** BEGIN Document excerpt **

Skip to content

Make participant encoder/decoder access thread-safe#3606

Open
woutd wants to merge 5 commits intomeetecho:masterfrom
woutd:audiobridge-multithread-fixes
Open

Make participant encoder/decoder access thread-safe#3606
woutd wants to merge 5 commits intomeetecho:masterfrom
woutd:audiobridge-multithread-fixes

Conversation

@woutd
Copy link

@woutd woutd commented Nov 12, 2025

Replaces gbooleans used for encoding/decoding status with mutexes to ensure all access to the participant encoder and decoder is thread-safe. Additionally, the reset status gboolean is now accessed atomically.

Currently only tested with participants using Opus encoder/decoder.

This needs to be carefully reviewed for performance issues and logic errors.

See also #3587

Replaces gbooleans used for encoding/decoding status with mutexes to ensure all access to the participant encoder and decoder is thread-safe.
Additionally, the reset status gboolean is now accessed atomically.
@januscla
Copy link

Thanks for your contribution, @woutd! Please make sure you sign our CLA, as it's a required step before we can merge this.

@lminiero
Copy link
Member

Thanks, I'll have a look when I can and get back to you!

Copy link
Member

@lminiero lminiero left a comment

Choose a reason for hiding this comment

The reason will be displayed to describe this comment to others. Learn more.

I've done a first quick review, so you can find some notes and comments inline, thanks!

janus_audiobridge_plainrtp_media plainrtp_media;
janus_mutex pmutex;
janus_mutex encoding_mutex; /* Encoding mutex to lock encoder instance */
janus_mutex decoding_mutex; /* Decoding mutex to lock decoder instance */
Copy link
Member

Choose a reason for hiding this comment

The reason will be displayed to describe this comment to others. Learn more.

I'm wondering if we could use a single mutex for both, considering that the same participant thread takes care of both encoding and decoding, and the only thing we need to ensure is that the instances exist, but that's something we can discuss at a later stage.

Copy link
Author

Choose a reason for hiding this comment

The reason will be displayed to describe this comment to others. Learn more.

I was wondering the same. I also thought to maybe use the participant pmutex.

Copy link
Member

Choose a reason for hiding this comment

The reason will be displayed to describe this comment to others. Learn more.

I think it makes more sense to use a different mutex than pmutex, as we don't want other operations to interfere with transcoding, but we can revisit this later.

bpkt = (janus_audiobridge_buffer_packet *)jbp.data;
if(!g_atomic_int_compare_and_exchange(&participant->decoding, 0, 1)) {
janus_mutex_lock(&participant->decoding_mutex);
if(!participant->decoder) {
Copy link
Member

Choose a reason for hiding this comment

The reason will be displayed to describe this comment to others. Learn more.

I think this is broken. If this participant is using G.711 there won't be a decoder instance. This means that lock and check should only occur for Opus participants, and not G.711 participants (for which we use static tables for encoding/decoding that don't require locks).

Copy link
Author

Choose a reason for hiding this comment

The reason will be displayed to describe this comment to others. Learn more.

** END Document excerpt **
** BEGIN Supplied entries **

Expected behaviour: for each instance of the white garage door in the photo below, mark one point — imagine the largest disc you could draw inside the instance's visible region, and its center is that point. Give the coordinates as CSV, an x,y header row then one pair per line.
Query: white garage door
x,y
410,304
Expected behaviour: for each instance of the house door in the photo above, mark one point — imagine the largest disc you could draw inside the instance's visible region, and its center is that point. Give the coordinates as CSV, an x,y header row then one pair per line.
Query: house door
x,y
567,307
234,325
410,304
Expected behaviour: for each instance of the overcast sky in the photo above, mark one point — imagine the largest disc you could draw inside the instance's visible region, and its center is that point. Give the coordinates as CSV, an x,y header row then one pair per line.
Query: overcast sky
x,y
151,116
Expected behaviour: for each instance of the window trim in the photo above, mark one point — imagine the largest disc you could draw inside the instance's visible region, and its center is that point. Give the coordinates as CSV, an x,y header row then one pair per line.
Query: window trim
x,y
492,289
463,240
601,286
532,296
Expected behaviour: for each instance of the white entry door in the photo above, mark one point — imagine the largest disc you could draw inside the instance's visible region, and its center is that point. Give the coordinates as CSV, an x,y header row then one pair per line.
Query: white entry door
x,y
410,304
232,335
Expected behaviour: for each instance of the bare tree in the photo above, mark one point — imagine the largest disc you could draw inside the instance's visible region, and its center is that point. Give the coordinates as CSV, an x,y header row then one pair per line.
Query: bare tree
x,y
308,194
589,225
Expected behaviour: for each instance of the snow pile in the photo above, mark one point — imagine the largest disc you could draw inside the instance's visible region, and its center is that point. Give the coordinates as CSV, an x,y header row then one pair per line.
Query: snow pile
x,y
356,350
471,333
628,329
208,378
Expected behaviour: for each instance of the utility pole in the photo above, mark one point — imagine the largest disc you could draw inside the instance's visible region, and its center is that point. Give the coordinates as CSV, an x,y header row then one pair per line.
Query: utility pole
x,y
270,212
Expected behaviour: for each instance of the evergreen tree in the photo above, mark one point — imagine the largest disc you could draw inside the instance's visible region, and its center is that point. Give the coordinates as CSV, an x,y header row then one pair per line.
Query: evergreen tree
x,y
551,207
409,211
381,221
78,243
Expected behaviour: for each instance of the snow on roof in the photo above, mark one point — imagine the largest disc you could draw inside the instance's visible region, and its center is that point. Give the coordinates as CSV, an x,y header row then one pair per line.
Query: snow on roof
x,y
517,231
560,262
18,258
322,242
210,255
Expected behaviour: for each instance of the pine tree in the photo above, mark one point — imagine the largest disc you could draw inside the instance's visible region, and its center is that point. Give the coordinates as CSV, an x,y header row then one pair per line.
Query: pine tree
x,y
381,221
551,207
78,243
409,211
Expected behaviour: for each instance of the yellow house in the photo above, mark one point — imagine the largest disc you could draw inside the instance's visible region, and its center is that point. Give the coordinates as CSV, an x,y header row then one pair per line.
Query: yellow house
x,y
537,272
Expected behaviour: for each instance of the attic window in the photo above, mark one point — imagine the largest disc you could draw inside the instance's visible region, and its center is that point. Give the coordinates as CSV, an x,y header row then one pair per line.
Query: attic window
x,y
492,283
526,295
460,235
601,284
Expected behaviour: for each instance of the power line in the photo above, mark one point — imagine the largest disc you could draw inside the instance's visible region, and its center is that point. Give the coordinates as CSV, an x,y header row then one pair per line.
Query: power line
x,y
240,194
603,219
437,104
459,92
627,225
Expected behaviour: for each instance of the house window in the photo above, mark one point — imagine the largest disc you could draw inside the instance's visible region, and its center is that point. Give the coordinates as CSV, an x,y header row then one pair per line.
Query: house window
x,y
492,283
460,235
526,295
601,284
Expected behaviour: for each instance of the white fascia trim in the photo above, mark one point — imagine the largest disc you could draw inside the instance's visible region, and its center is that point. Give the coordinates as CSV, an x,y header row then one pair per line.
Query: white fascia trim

** END Supplied entries **

:: Required task ::
Reproduce the passage of the pull request thread above verbatim, everything from "See also #3587" down to "can merge this.".

:: Final result ::
See also #3587

Replaces gbooleans used for encoding/decoding status with mutexes to ensure all access to the participant encoder and decoder is thread-safe.
Additionally, the reset status gboolean is now accessed atomically.
@januscla
Copy link

Thanks for your contribution, @woutd! Please make sure you sign our CLA, as it's a required step before we can merge this.